_What to produce:_ Could you copy every record exactly as it appears?

_Data for this exercise:_
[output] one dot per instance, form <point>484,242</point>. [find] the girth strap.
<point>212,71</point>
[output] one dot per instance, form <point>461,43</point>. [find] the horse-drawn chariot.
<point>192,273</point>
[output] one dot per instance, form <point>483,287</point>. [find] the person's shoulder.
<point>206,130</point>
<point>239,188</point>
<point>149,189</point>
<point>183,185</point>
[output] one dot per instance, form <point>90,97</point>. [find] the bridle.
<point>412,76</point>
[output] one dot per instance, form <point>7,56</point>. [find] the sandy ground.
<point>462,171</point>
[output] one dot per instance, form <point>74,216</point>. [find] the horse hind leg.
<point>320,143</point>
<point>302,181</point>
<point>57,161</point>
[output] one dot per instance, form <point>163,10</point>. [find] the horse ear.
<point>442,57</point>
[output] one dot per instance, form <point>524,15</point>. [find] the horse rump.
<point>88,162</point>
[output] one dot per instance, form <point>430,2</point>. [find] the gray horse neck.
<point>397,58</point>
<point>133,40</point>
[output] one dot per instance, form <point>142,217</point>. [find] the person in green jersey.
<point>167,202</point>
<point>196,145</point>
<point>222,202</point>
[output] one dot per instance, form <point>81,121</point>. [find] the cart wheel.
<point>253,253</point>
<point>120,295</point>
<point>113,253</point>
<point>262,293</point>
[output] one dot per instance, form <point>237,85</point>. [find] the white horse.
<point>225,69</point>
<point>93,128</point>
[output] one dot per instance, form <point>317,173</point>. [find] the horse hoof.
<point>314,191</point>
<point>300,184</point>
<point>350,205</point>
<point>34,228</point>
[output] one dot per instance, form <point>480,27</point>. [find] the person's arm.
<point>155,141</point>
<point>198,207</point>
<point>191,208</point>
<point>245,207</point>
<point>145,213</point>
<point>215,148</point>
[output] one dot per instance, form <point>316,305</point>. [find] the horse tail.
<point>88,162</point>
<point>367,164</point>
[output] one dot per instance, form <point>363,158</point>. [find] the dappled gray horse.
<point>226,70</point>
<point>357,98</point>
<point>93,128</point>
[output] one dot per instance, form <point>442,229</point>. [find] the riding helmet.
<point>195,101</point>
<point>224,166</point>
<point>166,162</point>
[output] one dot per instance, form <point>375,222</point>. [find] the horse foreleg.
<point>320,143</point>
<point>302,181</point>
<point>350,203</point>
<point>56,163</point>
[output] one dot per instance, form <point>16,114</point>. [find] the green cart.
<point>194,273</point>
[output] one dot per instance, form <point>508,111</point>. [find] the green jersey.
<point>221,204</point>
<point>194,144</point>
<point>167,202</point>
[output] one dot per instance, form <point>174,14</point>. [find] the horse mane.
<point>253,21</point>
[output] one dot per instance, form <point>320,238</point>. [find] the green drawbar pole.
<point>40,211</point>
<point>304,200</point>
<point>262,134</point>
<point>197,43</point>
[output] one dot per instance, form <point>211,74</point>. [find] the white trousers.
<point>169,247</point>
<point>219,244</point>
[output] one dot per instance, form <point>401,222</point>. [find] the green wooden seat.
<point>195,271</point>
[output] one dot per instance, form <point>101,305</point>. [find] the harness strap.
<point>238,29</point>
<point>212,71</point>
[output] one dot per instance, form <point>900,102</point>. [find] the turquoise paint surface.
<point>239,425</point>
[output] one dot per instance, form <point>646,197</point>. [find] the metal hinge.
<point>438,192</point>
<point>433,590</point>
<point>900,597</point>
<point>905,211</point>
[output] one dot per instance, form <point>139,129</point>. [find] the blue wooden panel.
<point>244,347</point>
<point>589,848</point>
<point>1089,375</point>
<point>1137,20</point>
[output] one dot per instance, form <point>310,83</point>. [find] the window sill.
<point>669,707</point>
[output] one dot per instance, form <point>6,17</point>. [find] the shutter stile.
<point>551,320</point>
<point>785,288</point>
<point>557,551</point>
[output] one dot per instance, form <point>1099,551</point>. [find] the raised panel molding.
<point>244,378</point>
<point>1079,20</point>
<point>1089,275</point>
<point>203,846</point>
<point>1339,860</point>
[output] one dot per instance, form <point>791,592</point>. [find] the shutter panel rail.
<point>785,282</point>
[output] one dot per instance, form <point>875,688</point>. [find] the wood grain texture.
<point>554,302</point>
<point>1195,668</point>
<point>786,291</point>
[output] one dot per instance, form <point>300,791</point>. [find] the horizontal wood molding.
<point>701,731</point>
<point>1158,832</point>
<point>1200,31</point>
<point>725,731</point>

_Solution to the exercise:_
[output] one dot per instance, form <point>484,242</point>. [find] the girth strap.
<point>212,71</point>
[output] one dot per instance, form <point>461,43</point>. [find] the horse-drawn chariot.
<point>192,273</point>
[output] one dot per instance, form <point>483,287</point>. [find] the person's shoulder.
<point>206,130</point>
<point>239,188</point>
<point>149,189</point>
<point>183,185</point>
[output] one dot per instance, form <point>90,97</point>. [find] the bridle.
<point>412,76</point>
[output] one dot per instance, form <point>7,56</point>. [find] the sandy ground.
<point>462,171</point>
[output] one dot per instance, form <point>74,216</point>. [find] the horse hind leg.
<point>320,143</point>
<point>302,181</point>
<point>57,161</point>
[output] one dot per instance, form <point>163,10</point>. [find] the horse ear.
<point>442,57</point>
[output] one dot per instance, form <point>524,15</point>. [find] the horse rump.
<point>88,162</point>
[output] one dot per instance, form <point>430,2</point>. [find] the gray horse neck.
<point>397,58</point>
<point>133,40</point>
[output] one dot per instance, form <point>142,217</point>. [find] the person in green jersey.
<point>167,202</point>
<point>196,145</point>
<point>222,202</point>
[output] one dot per instance, form <point>81,121</point>. [find] the cart wheel.
<point>253,253</point>
<point>120,295</point>
<point>113,253</point>
<point>262,293</point>
[output] one dot per instance, form <point>237,85</point>. [find] the white horse.
<point>225,69</point>
<point>93,128</point>
[output] one dot per instance, form <point>317,173</point>. [find] the horse hoof.
<point>314,191</point>
<point>300,184</point>
<point>350,205</point>
<point>34,228</point>
[output] one dot per instance, form <point>480,27</point>. [find] the person's arm.
<point>155,141</point>
<point>198,207</point>
<point>191,208</point>
<point>245,207</point>
<point>145,213</point>
<point>215,148</point>
[output] one dot per instance, form <point>316,305</point>. [find] the horse tail.
<point>88,162</point>
<point>367,164</point>
[output] one dot per instance, form <point>363,158</point>. [find] the dappled gray horse.
<point>226,70</point>
<point>357,98</point>
<point>93,128</point>
[output] one dot per instance, form <point>442,229</point>. [find] the riding helmet.
<point>195,101</point>
<point>224,166</point>
<point>166,162</point>
[output] one dot per instance, form <point>375,222</point>. [find] the horse foreleg.
<point>320,143</point>
<point>302,181</point>
<point>350,203</point>
<point>56,163</point>
[output] one dot per instance, form <point>16,114</point>. [find] the green cart.
<point>194,273</point>
[output] one dot per instance, form <point>508,111</point>. [find] the green jersey.
<point>221,204</point>
<point>194,144</point>
<point>167,202</point>
[output] one dot per instance, form <point>174,14</point>. [find] the horse mane.
<point>253,21</point>
[output] one dot per instance, form <point>320,238</point>. [find] the green drawbar pole.
<point>40,211</point>
<point>304,200</point>
<point>262,134</point>
<point>197,43</point>
[output] one dot per instance, form <point>211,74</point>. [find] the white trousers.
<point>169,247</point>
<point>219,244</point>
[output] one dot per instance, form <point>401,222</point>. [find] the green wooden seat.
<point>195,271</point>
[output] one dot per instance, form <point>101,305</point>. [find] the harness strap.
<point>238,29</point>
<point>212,71</point>
[output] one dot per instance, form <point>900,102</point>. [find] the turquoise paint surface.
<point>239,425</point>
[output] one dot per instance, form <point>646,197</point>. [find] the metal hinge.
<point>438,192</point>
<point>433,590</point>
<point>900,597</point>
<point>905,211</point>
[output] one dot per instance, form <point>139,129</point>. [find] the blue wooden panel.
<point>244,347</point>
<point>589,848</point>
<point>1089,375</point>
<point>1137,20</point>
[output] one dot per instance, form <point>310,83</point>. [find] the window sill.
<point>669,707</point>
[output] one dot per instance, form <point>6,17</point>. [find] the shutter stile.
<point>551,320</point>
<point>785,288</point>
<point>557,551</point>
[output] one dot per instance, form <point>1099,551</point>. [find] the raised panel molding.
<point>244,378</point>
<point>1079,20</point>
<point>1089,275</point>
<point>203,846</point>
<point>1339,860</point>
[output] one dot per instance, form <point>791,592</point>. [find] the shutter panel rail.
<point>785,282</point>
[output] one dot per instance, form <point>875,688</point>. [find] the wood grain texture.
<point>554,302</point>
<point>1195,668</point>
<point>786,291</point>
[output] one dot per instance, form <point>300,791</point>. [find] the horizontal wood molding.
<point>701,731</point>
<point>1158,832</point>
<point>1200,31</point>
<point>725,731</point>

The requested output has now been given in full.